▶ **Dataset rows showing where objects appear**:
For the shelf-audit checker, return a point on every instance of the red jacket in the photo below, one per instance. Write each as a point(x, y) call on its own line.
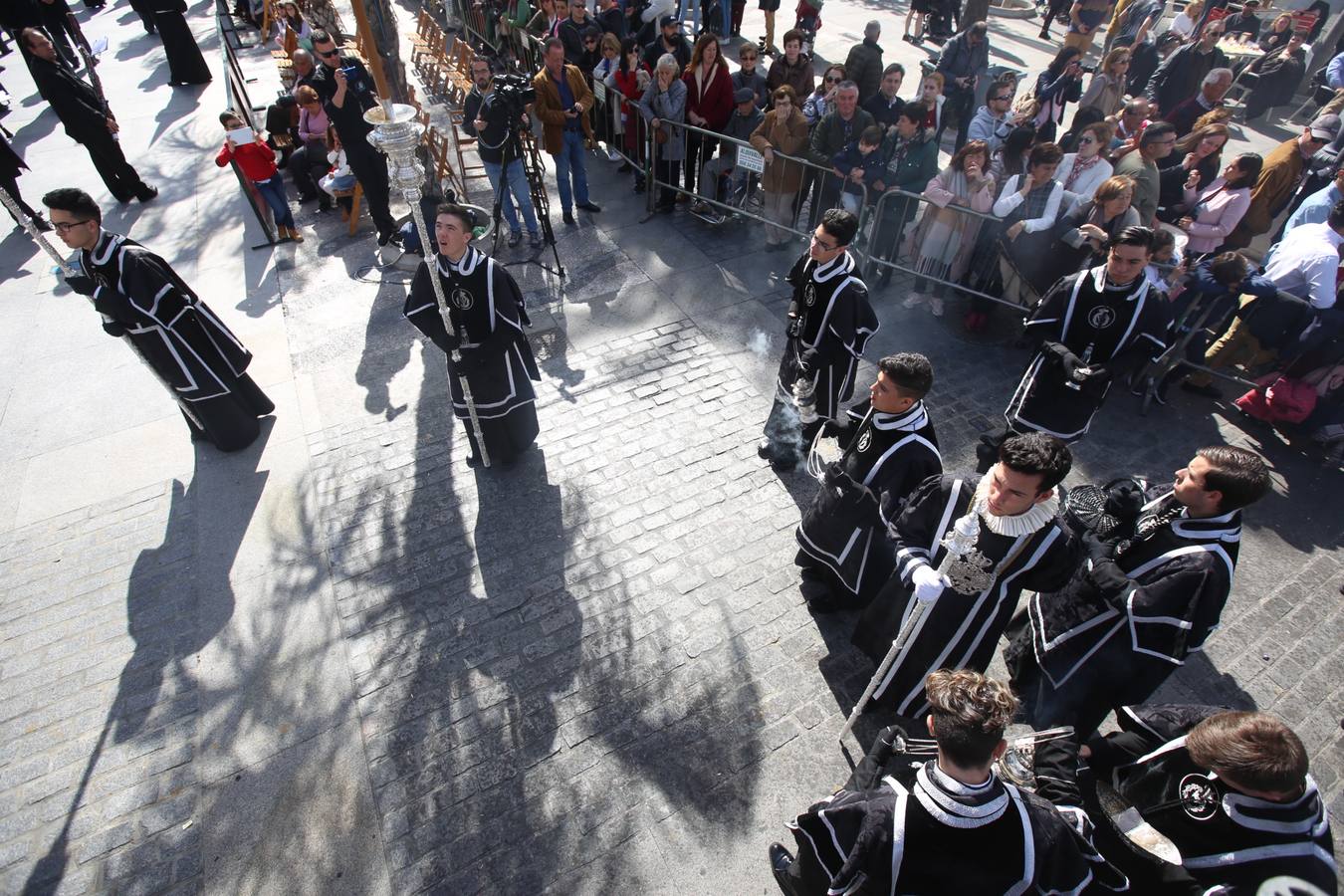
point(257, 160)
point(715, 103)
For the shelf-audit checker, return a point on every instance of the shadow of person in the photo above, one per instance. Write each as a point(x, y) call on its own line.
point(177, 599)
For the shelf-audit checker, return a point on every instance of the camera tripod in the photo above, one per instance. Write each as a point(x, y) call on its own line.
point(537, 189)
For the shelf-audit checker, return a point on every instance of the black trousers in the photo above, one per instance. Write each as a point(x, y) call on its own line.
point(121, 179)
point(369, 169)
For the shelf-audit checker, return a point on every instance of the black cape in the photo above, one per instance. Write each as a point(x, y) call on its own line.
point(886, 457)
point(185, 65)
point(1226, 838)
point(488, 316)
point(1083, 652)
point(922, 831)
point(833, 324)
point(190, 348)
point(961, 629)
point(1099, 324)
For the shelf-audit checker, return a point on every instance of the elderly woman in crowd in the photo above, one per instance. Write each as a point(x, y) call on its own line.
point(822, 100)
point(1081, 234)
point(943, 242)
point(783, 130)
point(1083, 171)
point(709, 103)
point(1106, 89)
point(1199, 150)
point(1029, 206)
point(664, 108)
point(1213, 212)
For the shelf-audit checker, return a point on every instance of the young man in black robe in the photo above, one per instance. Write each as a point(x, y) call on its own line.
point(1091, 327)
point(907, 823)
point(346, 93)
point(1132, 614)
point(829, 324)
point(141, 299)
point(486, 308)
point(889, 449)
point(1232, 792)
point(87, 119)
point(1020, 545)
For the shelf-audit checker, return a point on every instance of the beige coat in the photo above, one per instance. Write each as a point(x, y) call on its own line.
point(789, 137)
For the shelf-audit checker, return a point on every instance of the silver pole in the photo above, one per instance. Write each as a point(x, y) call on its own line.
point(66, 270)
point(396, 134)
point(960, 542)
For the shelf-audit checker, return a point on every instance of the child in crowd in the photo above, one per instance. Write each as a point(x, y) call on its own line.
point(257, 161)
point(340, 177)
point(860, 164)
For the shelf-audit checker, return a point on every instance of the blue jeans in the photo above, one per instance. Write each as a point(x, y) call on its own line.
point(517, 185)
point(273, 191)
point(570, 158)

▶ **WRITTEN EXERCISE**: Give back the listing word for word, starting at its first line and going on through the line containing "point(369, 169)", with both ends included. Leave the pictures out.

▶ **RESULT BELOW**:
For the shelf-audit checker, return a point on every instance of the red jacket in the photo below, one per instance. Write each as a point(x, y) call on its own line.
point(257, 160)
point(715, 103)
For the shelf-audit checker, return a point on every instance of the shadow of person in the photo above, one per instance. Write each as a point(x, y) call on its own line.
point(177, 599)
For the shelf-audit checker, return a point on every instance of the camera tripod in the photo above, one per instance. Write each as a point(x, y) call on its own line.
point(537, 189)
For the shelf-audit checker, return a point on every instance of the black trousers in the photo above, one per instance. Write each as a point(x, y) call on its own line.
point(121, 179)
point(369, 169)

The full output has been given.